● Document extract
----------------

BBC News looks at the significance of the announcement.

What have the UK researchers done?

Professor Alison Murdoch and colleagues at Newcastle University took donor eggs and switched the genetic material of these cells with DNA from embryonic stem cells.

Three of the resultant clones grew for three days and one survived another two days.

Embryos at the five day stage are composed of a ball of cells and called a blastocyst.

How does this differ from the Seoul researchers' work?

Professor Hwang Woo-suk and colleagues created embryos that were the exact genetic copies of the women who donated the eggs and cells to make them.

They produced 30 embryo clones that divided over several days to a stage where special cells known as embryonic stem cells could be extracted.

How credible is the research?

Several groups have made claims in the past for similar work.

In some cases, no evidence was presented to back up the assertions. In others, where supporting data was published, the embryos stopped dividing at a very early stage.

The Koreans, on the other hand, have shown their embryos to be long lasting. What is more, they have subjected their work to independent scrutiny and a paper detailing their experiments has been published by the international journal Science.

----------------

● Dataset excerpt
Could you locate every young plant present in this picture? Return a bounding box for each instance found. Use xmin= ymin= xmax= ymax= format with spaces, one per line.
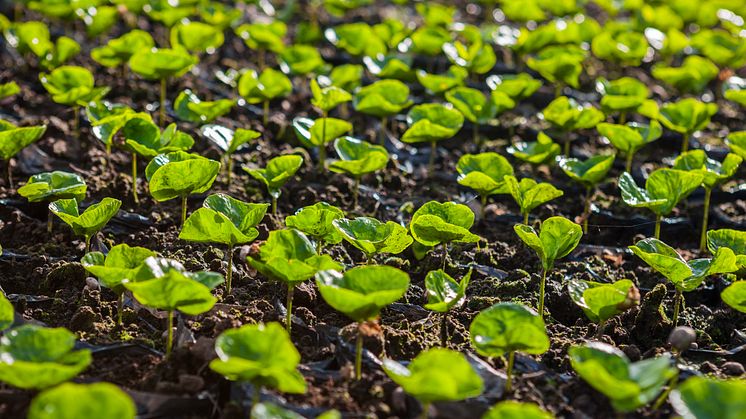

----------------

● Questions on the material
(1) In the cloning report, how many of the Newcastle clones grew for three days?
(2) Using the cloning report, explain why the Korean research is presented as more credible than earlier claims of similar work.
(3) Write the next part of the cloning report, starting after its final sentence.

● Responses to the tasks
(1) Three of the clones grew for three days.

(2) Earlier groups either gave no evidence for their claims or produced embryos that stopped dividing at a very early stage. The Korean team showed that its embryos were long lasting and submitted its work to independent scrutiny. A paper describing the experiments was then published in the international journal Science.

(3)
Dr Murdoch's team's work is also published at Reproductive BioMedicine online

What makes these techniques successful?

Both the South Korean team and the UK researchers credit their successes to the use of extremely fresh donor eggs.

What is the point of the research?

SOUTH KOREAN CLONING

The ultimate aim would be to harvest stem cells - "master" cells that can divide into virtually any of the body's tissues - from the cloned embryos to treat diseases. This is known as therapeutic cloning.

The Koreans successfully extracted embryonic stem cells from their embryos.

They demonstrated the beginnings of this differentiation and saw it progress still further when the cells were transplanted into mice.

The Korean researchers view therapeutic cloning as very different from reproductive cloning - attempting to bring about the birth of a cloned baby.

How far away is therapeutic cloning?

Experts believe it will be many years before stem cell treatments based on cloning technology are available.

If the cells come from a cloned embryo they should not be rejected by the patient because they match exactly that individual's genetic make-up.

At the moment, patients have to take powerful drugs to prevent their body's immune system from attacking tissues transplanted from another person.

Are there not ethical concerns here?

All embryo research draws the criticism that it is tampering with cells which have the potential to be human beings.

The Korean and UK experiments were given approval by an ethical review board and all the women who donated cells and eggs gave informed consent - but this will mean nothing to those who are uncomfortable with this kind of science.

Could this latest work bring a cloned baby closer?

Potentially, yes.

Scientists have been struggling to clone monkeys. It is clear there are particular difficulties involved in making genetic copies of primates.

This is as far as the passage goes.